* **EXERCISE REQUIREMENTS**: Exactly those lines running from the one containing "Target: forest on far shore" to the end of the material are to be printed, and no others.
══════════
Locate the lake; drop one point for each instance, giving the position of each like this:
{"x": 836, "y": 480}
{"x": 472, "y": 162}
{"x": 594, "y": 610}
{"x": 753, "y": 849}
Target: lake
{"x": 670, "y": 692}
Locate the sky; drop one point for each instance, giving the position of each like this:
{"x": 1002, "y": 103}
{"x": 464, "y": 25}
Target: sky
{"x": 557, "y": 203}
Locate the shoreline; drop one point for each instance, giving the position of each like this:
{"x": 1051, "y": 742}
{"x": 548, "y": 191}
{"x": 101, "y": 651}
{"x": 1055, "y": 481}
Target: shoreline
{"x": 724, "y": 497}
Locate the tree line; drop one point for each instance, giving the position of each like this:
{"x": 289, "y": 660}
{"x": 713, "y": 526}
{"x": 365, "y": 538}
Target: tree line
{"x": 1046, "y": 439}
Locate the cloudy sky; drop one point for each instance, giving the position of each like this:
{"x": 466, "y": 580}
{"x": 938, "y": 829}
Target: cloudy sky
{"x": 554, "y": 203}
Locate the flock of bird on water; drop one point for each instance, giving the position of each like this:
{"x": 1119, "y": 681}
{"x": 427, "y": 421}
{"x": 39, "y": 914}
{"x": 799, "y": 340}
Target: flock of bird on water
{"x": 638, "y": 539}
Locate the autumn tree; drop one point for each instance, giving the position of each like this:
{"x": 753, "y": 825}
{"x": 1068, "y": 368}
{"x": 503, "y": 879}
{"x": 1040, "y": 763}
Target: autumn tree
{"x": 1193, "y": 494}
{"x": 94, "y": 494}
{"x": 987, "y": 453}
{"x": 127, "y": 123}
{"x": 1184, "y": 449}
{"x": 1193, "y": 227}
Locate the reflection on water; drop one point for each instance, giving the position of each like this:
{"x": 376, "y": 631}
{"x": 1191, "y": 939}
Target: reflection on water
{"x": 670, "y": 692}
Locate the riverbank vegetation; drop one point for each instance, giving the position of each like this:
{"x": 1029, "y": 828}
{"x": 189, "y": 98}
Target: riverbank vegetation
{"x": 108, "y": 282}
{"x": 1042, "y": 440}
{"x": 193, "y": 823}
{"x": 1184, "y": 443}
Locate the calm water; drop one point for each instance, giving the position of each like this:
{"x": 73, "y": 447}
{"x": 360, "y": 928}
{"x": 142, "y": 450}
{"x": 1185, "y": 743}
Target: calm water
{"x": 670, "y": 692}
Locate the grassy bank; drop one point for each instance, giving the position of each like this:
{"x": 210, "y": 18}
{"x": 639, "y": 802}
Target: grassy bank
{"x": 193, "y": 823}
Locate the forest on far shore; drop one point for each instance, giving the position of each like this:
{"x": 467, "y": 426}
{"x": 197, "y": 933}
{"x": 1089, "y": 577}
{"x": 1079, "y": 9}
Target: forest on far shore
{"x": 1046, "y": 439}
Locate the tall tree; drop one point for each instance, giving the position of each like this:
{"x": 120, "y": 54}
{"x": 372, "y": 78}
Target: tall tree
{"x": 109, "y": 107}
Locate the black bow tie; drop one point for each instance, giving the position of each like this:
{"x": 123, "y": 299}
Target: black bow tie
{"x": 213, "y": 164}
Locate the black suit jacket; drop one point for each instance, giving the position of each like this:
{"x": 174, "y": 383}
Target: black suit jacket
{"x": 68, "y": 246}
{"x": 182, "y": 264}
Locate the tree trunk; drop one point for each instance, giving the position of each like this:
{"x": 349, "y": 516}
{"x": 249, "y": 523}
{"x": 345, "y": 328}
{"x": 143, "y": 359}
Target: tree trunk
══════════
* **EXERCISE RESPONSE**:
Target: forest on far shore
{"x": 1046, "y": 439}
Locate the tall tree; drop one point for each instance, giving the position of each like this:
{"x": 120, "y": 54}
{"x": 372, "y": 78}
Target: tall tree
{"x": 109, "y": 107}
Locate the black bow tie; drop one point for each instance, giving the position of each like this:
{"x": 123, "y": 299}
Target: black bow tie
{"x": 213, "y": 164}
Locate the black suit jacket; drop one point for each instance, giving the position of each like this:
{"x": 174, "y": 383}
Target: black suit jacket
{"x": 68, "y": 246}
{"x": 182, "y": 264}
Locate the tree trunk; drop one point for each instance, giving the position of each like this:
{"x": 349, "y": 516}
{"x": 249, "y": 523}
{"x": 345, "y": 328}
{"x": 143, "y": 359}
Target: tree trunk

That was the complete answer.